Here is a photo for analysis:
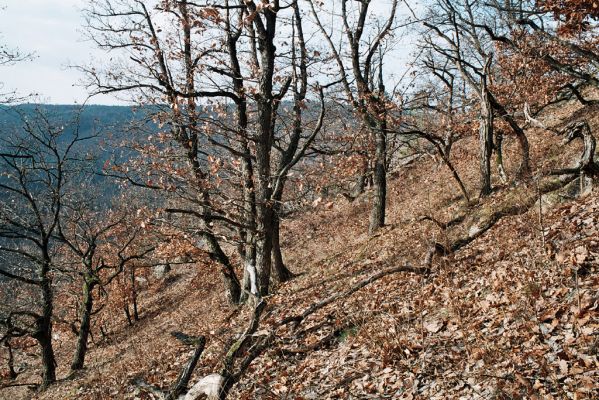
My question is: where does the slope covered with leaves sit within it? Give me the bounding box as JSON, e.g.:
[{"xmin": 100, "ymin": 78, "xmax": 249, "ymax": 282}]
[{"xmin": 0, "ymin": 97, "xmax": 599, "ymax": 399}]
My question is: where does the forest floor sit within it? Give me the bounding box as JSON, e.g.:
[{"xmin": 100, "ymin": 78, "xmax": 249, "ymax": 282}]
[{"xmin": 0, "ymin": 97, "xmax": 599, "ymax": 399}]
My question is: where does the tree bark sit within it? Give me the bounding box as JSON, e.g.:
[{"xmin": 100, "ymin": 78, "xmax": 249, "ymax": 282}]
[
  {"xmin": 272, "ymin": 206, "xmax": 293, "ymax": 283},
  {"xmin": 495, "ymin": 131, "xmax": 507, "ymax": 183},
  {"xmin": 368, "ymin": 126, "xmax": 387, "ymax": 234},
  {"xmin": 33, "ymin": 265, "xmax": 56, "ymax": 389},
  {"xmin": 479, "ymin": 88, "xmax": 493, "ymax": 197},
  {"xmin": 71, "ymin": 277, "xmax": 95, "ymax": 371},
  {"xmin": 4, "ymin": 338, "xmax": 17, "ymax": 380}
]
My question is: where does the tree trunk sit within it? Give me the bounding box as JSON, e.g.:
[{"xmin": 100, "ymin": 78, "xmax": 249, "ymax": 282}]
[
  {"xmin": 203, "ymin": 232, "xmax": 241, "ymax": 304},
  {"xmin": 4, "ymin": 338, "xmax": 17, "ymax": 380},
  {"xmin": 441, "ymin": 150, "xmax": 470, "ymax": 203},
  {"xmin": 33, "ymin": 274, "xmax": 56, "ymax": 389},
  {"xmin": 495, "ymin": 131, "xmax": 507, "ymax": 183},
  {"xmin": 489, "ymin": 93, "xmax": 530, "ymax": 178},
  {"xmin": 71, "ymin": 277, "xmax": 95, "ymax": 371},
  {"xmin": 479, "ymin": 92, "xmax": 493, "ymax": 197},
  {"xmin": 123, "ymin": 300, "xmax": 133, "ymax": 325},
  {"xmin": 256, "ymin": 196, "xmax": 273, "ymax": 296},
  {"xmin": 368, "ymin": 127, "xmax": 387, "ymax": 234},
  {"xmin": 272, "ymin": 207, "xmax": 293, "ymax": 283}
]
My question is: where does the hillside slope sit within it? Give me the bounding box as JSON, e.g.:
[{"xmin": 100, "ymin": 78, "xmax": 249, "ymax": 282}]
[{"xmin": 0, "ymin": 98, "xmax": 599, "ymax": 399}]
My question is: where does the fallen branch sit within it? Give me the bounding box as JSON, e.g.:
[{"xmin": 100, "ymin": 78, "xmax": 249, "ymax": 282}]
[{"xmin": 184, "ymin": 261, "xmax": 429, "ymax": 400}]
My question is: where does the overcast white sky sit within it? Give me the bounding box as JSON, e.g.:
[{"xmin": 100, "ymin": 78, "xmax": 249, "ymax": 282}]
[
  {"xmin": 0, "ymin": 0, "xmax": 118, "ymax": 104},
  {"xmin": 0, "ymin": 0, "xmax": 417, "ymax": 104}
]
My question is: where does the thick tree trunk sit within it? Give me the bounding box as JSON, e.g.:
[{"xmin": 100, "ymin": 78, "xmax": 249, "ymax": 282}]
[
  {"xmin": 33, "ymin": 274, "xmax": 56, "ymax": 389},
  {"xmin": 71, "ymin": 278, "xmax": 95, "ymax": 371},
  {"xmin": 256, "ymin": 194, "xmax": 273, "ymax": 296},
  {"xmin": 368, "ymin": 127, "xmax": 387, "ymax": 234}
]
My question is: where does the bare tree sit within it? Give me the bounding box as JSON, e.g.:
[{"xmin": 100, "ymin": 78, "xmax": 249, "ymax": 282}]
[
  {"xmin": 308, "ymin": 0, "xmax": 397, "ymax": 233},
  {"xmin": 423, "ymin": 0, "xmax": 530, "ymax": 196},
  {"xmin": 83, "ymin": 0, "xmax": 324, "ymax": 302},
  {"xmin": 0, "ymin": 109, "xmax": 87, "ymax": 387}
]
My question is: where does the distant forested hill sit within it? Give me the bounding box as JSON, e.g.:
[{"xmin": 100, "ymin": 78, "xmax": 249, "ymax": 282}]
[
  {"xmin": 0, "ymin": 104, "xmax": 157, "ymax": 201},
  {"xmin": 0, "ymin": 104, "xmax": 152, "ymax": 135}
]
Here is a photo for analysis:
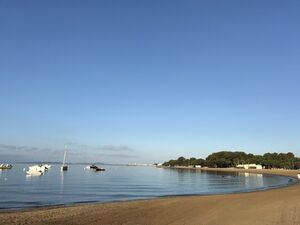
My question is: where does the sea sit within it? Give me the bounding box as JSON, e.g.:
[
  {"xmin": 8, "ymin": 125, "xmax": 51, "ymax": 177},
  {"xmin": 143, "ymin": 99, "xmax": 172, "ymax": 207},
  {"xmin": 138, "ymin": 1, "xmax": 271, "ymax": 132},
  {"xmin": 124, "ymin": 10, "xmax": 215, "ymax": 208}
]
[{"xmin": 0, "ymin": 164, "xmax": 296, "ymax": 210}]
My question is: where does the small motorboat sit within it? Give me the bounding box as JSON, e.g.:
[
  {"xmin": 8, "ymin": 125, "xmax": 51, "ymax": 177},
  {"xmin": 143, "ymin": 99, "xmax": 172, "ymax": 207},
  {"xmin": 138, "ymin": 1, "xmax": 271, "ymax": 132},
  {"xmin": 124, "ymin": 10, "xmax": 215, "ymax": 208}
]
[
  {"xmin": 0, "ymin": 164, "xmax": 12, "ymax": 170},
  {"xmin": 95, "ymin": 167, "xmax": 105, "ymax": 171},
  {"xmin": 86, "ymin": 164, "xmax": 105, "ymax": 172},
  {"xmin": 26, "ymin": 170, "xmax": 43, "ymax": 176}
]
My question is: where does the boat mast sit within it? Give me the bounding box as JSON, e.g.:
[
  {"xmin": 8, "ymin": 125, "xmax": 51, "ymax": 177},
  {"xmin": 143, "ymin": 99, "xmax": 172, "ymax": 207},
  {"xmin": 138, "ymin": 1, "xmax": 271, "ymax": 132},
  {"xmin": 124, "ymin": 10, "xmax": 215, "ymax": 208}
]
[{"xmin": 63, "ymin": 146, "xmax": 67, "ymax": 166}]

━━━━━━━━━━

▶ _OBJECTIVE_
Substitute "enclosing rectangle" for every occurrence of "bounding box" throughout the lines above and reproduce them with nothing else altered. Leave the pictures out.

▶ _WRITTEN SOLUTION_
Here is a photo for analysis:
My question is: where does the slope covered with leaves sit within it? Give me the enclosing rectangle as JSON, e.g.:
[{"xmin": 100, "ymin": 78, "xmax": 249, "ymax": 282}]
[{"xmin": 0, "ymin": 97, "xmax": 599, "ymax": 399}]
My question is: where does the forest floor sit within it? Give me the enclosing rectangle as JSON, e.g.:
[{"xmin": 100, "ymin": 78, "xmax": 249, "ymax": 282}]
[{"xmin": 0, "ymin": 97, "xmax": 599, "ymax": 399}]
My question is: where does the tree bark sit within it? Give me the enclosing rectangle as JSON, e.g.:
[{"xmin": 100, "ymin": 78, "xmax": 249, "ymax": 282}]
[
  {"xmin": 272, "ymin": 206, "xmax": 293, "ymax": 283},
  {"xmin": 495, "ymin": 131, "xmax": 507, "ymax": 183},
  {"xmin": 368, "ymin": 126, "xmax": 387, "ymax": 234},
  {"xmin": 33, "ymin": 265, "xmax": 56, "ymax": 389},
  {"xmin": 479, "ymin": 88, "xmax": 493, "ymax": 197},
  {"xmin": 71, "ymin": 277, "xmax": 95, "ymax": 371},
  {"xmin": 4, "ymin": 338, "xmax": 17, "ymax": 380}
]
My question is: where does the tree trunk sit within it? Give me the enclosing rectangle as JSON, e.g.:
[{"xmin": 100, "ymin": 78, "xmax": 249, "ymax": 282}]
[
  {"xmin": 203, "ymin": 232, "xmax": 241, "ymax": 304},
  {"xmin": 4, "ymin": 338, "xmax": 17, "ymax": 380},
  {"xmin": 441, "ymin": 150, "xmax": 470, "ymax": 203},
  {"xmin": 33, "ymin": 274, "xmax": 56, "ymax": 389},
  {"xmin": 495, "ymin": 131, "xmax": 507, "ymax": 183},
  {"xmin": 489, "ymin": 93, "xmax": 530, "ymax": 178},
  {"xmin": 71, "ymin": 277, "xmax": 95, "ymax": 371},
  {"xmin": 479, "ymin": 92, "xmax": 493, "ymax": 197},
  {"xmin": 123, "ymin": 300, "xmax": 133, "ymax": 325},
  {"xmin": 256, "ymin": 196, "xmax": 273, "ymax": 296},
  {"xmin": 368, "ymin": 127, "xmax": 387, "ymax": 234},
  {"xmin": 272, "ymin": 207, "xmax": 293, "ymax": 283}
]
My question is: where does the hillside slope sit within it? Give me the enclosing rectangle as JSON, e.g.:
[{"xmin": 100, "ymin": 78, "xmax": 249, "ymax": 282}]
[{"xmin": 0, "ymin": 98, "xmax": 599, "ymax": 399}]
My question is: where does the fallen branch sit within it? Give me the enclosing rectangle as JSON, e.g.:
[{"xmin": 100, "ymin": 78, "xmax": 249, "ymax": 282}]
[{"xmin": 184, "ymin": 261, "xmax": 429, "ymax": 400}]
My question is: where does the overcast white sky sit within it? Give me the enclosing rectangle as JSON, e.g.:
[{"xmin": 100, "ymin": 78, "xmax": 249, "ymax": 282}]
[
  {"xmin": 0, "ymin": 0, "xmax": 118, "ymax": 104},
  {"xmin": 0, "ymin": 0, "xmax": 417, "ymax": 104}
]
My question is: where does the thick tree trunk sit within it? Give me the enclosing rectangle as JSON, e.g.:
[{"xmin": 100, "ymin": 78, "xmax": 249, "ymax": 282}]
[
  {"xmin": 33, "ymin": 274, "xmax": 56, "ymax": 389},
  {"xmin": 71, "ymin": 278, "xmax": 95, "ymax": 371},
  {"xmin": 256, "ymin": 194, "xmax": 273, "ymax": 296},
  {"xmin": 368, "ymin": 127, "xmax": 387, "ymax": 234}
]
My question is: where does the bare tree sit within it? Give me the enclosing rectangle as JSON, e.g.:
[{"xmin": 100, "ymin": 78, "xmax": 249, "ymax": 282}]
[
  {"xmin": 308, "ymin": 0, "xmax": 397, "ymax": 233},
  {"xmin": 423, "ymin": 0, "xmax": 530, "ymax": 196},
  {"xmin": 83, "ymin": 0, "xmax": 324, "ymax": 302},
  {"xmin": 0, "ymin": 109, "xmax": 87, "ymax": 387}
]
My question is: where does the distant forested hill sit within it? Give me the enclosing rectangle as JSON, e.g.:
[{"xmin": 100, "ymin": 78, "xmax": 249, "ymax": 282}]
[
  {"xmin": 0, "ymin": 104, "xmax": 157, "ymax": 201},
  {"xmin": 0, "ymin": 104, "xmax": 152, "ymax": 135}
]
Here is a photo for analysis:
My question is: where does the sea sit within it? Give me the enclosing rectangle as JSON, e.g.:
[
  {"xmin": 8, "ymin": 125, "xmax": 51, "ymax": 177},
  {"xmin": 143, "ymin": 99, "xmax": 172, "ymax": 207},
  {"xmin": 138, "ymin": 1, "xmax": 271, "ymax": 132},
  {"xmin": 124, "ymin": 10, "xmax": 215, "ymax": 208}
]
[{"xmin": 0, "ymin": 164, "xmax": 296, "ymax": 210}]
My question is: where does the small motorboat sit within it? Give me the enclosing rectangle as JSON, e.g.:
[
  {"xmin": 8, "ymin": 125, "xmax": 51, "ymax": 177},
  {"xmin": 143, "ymin": 99, "xmax": 172, "ymax": 207},
  {"xmin": 138, "ymin": 1, "xmax": 271, "ymax": 132},
  {"xmin": 124, "ymin": 10, "xmax": 215, "ymax": 208}
]
[
  {"xmin": 0, "ymin": 164, "xmax": 12, "ymax": 170},
  {"xmin": 95, "ymin": 167, "xmax": 105, "ymax": 171},
  {"xmin": 86, "ymin": 164, "xmax": 105, "ymax": 172},
  {"xmin": 26, "ymin": 170, "xmax": 43, "ymax": 176}
]
My question is: where does the boat mast sit within it? Give me the enclosing rectangle as JSON, e.g.:
[
  {"xmin": 8, "ymin": 125, "xmax": 51, "ymax": 177},
  {"xmin": 143, "ymin": 99, "xmax": 172, "ymax": 207},
  {"xmin": 138, "ymin": 1, "xmax": 271, "ymax": 132},
  {"xmin": 124, "ymin": 10, "xmax": 215, "ymax": 208}
]
[{"xmin": 63, "ymin": 146, "xmax": 67, "ymax": 166}]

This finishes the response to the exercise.